### [What you will do]
a) In the passage on promoter analysis tools, rewrite everything from "Defrance and Touzet" down to "et al. 2010)." with "workbench" changed to "platform".
b) List every tool or database named in the passage on promoter analysis tools.

### [Text block]
◇ ◇ ◇ ◇ ◇ ◇ ◇
Defrance and Touzet (2006) developed the TFM-Explorer, which assesses conservation of spatial arrangements of regulatory elements. Promoter Analysis Pipeline by
Chang et al. (2007) includes TFBS identification in gene sets as a component of the workbench, using non-redundant profiles from public databases.
Piechota et al. (2010) developed the cREMaG database, which attempts to correct for the confounding influence of variable information content of TFBS profiles, distinguishes between constitutive and inducible transcriptional forms of genes and reports the presence of CpG islands. Many of the methods provide web-based user interfaces, some of which are maintained. oPOSSUM-2 was found to perform well in an independent assessment of motif over-representation analysis tools (
Meng et al. 2010).
◇ ◇ ◇ ◇ ◇ ◇ ◇
### [Data excerpts]
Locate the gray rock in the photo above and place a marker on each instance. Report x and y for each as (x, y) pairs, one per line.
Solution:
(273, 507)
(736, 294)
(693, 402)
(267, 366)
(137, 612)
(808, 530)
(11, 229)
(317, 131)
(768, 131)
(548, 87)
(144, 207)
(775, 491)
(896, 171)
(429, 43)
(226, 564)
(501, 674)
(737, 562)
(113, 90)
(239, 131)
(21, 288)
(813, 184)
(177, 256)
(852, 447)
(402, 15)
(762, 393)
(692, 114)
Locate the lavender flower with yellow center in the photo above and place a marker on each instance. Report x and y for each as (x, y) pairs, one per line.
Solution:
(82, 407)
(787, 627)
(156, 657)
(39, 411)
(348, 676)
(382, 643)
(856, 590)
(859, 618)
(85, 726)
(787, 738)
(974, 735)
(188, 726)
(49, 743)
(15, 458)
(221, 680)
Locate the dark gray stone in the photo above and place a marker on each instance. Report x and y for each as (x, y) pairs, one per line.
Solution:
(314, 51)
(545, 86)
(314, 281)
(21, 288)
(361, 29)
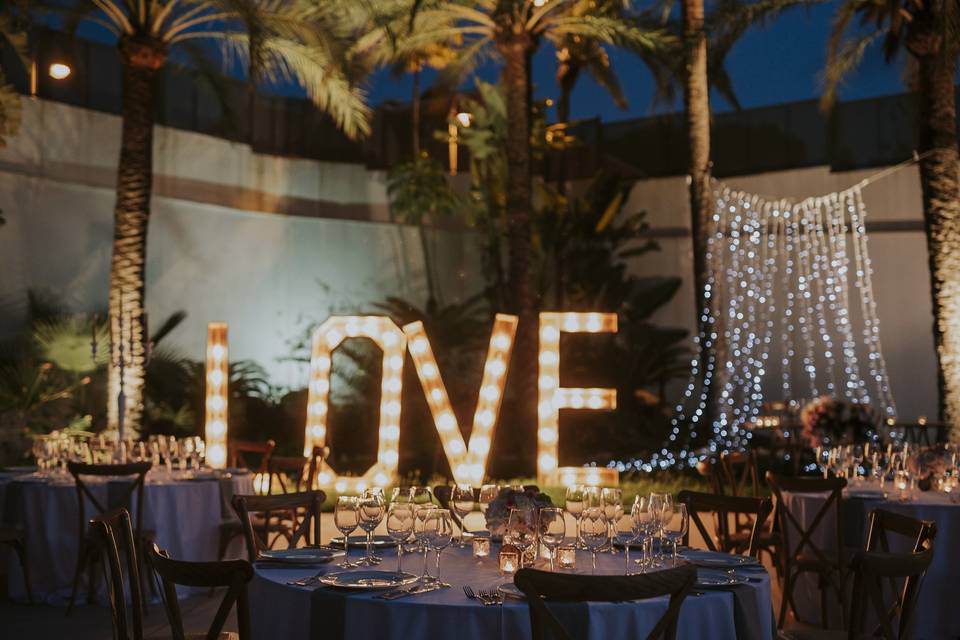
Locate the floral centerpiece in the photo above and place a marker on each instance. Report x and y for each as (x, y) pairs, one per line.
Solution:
(829, 421)
(509, 498)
◇ ◇ ◇ ◇ ◇ ◇ ◇
### [Answers for this exercise]
a)
Defrance and Touzet (2006) developed the TFM-Explorer, which assesses conservation of spatial arrangements of regulatory elements. Promoter Analysis Pipeline by
Chang et al. (2007) includes TFBS identification in gene sets as a component of the platform, using non-redundant profiles from public databases.
Piechota et al. (2010) developed the cREMaG database, which attempts to correct for the confounding influence of variable information content of TFBS profiles, distinguishes between constitutive and inducible transcriptional forms of genes and reports the presence of CpG islands. Many of the methods provide web-based user interfaces, some of which are maintained. oPOSSUM-2 was found to perform well in an independent assessment of motif over-representation analysis tools (
Meng et al. 2010).

b)
TFM-Explorer
Promoter Analysis Pipeline
cREMaG
oPOSSUM-2